Directions:
[a] Check each statement against the forum thread about the disabled account and answer yes or no, quoting the exact words that decide it. (i) kdyrpr says the email is not in the spam folder. (ii) kdyrpr says the app explains why the account was disabled. (iii) Mash Ghasem asks what the outcome was.
[b] In the forum thread about the disabled account, what does kdyrpr say they will do?
[c] Extend the forum thread about the disabled account, starting after the last line shown.

Document excerpt:
* * * *
# Your account is disabled. Check your email for instructions on how to start deliveries again.



## kdyrpr (Apr 23, 2016)

THERE IS NO EMAIL !!!! No, it's not in inbox, spam or trash. App tells me nothing. Yeah, I'll call support, but WTF?


----------



## FormerTaxiDriver♧ (Apr 5, 2018)

kdyrpr said:


> THERE IS NO EMAIL !!!! No, it's not in inbox, spam or trash. App tells me nothing. Yeah, I'll call support, but WTF?


You're fired


----------



## Tony73 (Oct 12, 2016)




----------



## Uber's Guber (Oct 22, 2017)




----------



## Mash Ghasem (Jan 12, 2020)

kdyrpr said:


> THERE IS NO EMAIL !!!! No, it's not in inbox, spam or trash. App tells me nothing. Yeah, I'll call support, but WTF?


I'm curious... so what was the outcome?


----------



## NicFit (Jan 18, 2020)

You have to make the bite marks not look like bite marks, that’s eats 101, always pull a piece and make it look like you didn’t take a bite. Gotta be creative and pull and smush it so it looks natural. Customers tend to notice jagged half moons as bite marks, they might be dim wits but not that dim. Once they reactivate you make sure you get better in covering your sampling


----------



## NauticalWheeler (Jun 15, 2019)
* * * *
Extracted material:

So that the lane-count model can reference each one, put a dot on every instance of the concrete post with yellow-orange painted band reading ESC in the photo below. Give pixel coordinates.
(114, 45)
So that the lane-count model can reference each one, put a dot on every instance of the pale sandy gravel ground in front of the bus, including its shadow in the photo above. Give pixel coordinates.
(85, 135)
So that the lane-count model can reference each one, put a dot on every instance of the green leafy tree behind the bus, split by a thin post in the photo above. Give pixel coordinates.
* * * *
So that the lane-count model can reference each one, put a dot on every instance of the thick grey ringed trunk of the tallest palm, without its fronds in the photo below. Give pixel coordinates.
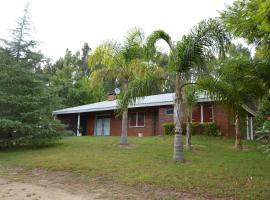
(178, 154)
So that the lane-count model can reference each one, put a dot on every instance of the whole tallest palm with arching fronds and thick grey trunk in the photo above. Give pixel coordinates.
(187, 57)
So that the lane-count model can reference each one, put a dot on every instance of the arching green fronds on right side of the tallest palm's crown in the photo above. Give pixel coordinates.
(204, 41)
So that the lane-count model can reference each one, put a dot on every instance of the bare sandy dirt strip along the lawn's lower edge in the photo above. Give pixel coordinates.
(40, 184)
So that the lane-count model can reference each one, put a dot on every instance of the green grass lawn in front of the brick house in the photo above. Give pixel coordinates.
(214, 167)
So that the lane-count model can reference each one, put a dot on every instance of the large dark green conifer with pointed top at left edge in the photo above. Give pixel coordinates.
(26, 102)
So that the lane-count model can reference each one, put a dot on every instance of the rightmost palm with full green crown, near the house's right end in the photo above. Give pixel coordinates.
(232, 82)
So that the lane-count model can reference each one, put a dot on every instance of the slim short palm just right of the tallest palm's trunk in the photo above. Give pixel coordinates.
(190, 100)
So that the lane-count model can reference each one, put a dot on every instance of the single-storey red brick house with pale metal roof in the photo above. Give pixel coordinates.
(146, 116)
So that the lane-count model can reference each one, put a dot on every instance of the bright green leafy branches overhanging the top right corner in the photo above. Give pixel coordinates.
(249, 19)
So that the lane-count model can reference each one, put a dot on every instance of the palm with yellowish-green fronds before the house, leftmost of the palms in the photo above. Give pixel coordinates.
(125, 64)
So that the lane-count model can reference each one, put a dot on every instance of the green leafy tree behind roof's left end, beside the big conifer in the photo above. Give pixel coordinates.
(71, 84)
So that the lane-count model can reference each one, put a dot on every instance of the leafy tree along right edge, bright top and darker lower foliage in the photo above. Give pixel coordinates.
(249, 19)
* * * *
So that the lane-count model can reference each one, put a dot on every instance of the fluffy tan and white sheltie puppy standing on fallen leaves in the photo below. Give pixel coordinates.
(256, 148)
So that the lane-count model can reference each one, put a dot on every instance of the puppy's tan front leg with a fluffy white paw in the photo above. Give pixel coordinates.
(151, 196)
* * * *
Task-by-task results:
[a]
(i) Yes: "No, it's not in inbox, spam or trash."
(ii) No: "App tells me nothing."
(iii) Yes: "I'm curious... so what was the outcome?"

[b] Call support.

[c]
Can't deliver packages with your scrotum pole hanging out or these emails will eventually come.


----------



## NicFit (Jan 18, 2020)

Oh, this was flex and not eats? Still the same deal, gotta make sure the packages still look kinda sealed next time, only remove part of what was in the package so they think the shipper screwed it up, if you have something kinda the same put your old item in the box, then they think they shipped a used item. Just make sure the box just doesn’t disappear, that how they figure out it was you


----------



## kdyrpr (Apr 23, 2016)

Upshot. It had to do with not filling out the online form concerning taxes...that's it. On a side note: My first whole foods delivery since March was quite lucrative. Two hour block. $82 with tips. 30 miles total. LOVE IT !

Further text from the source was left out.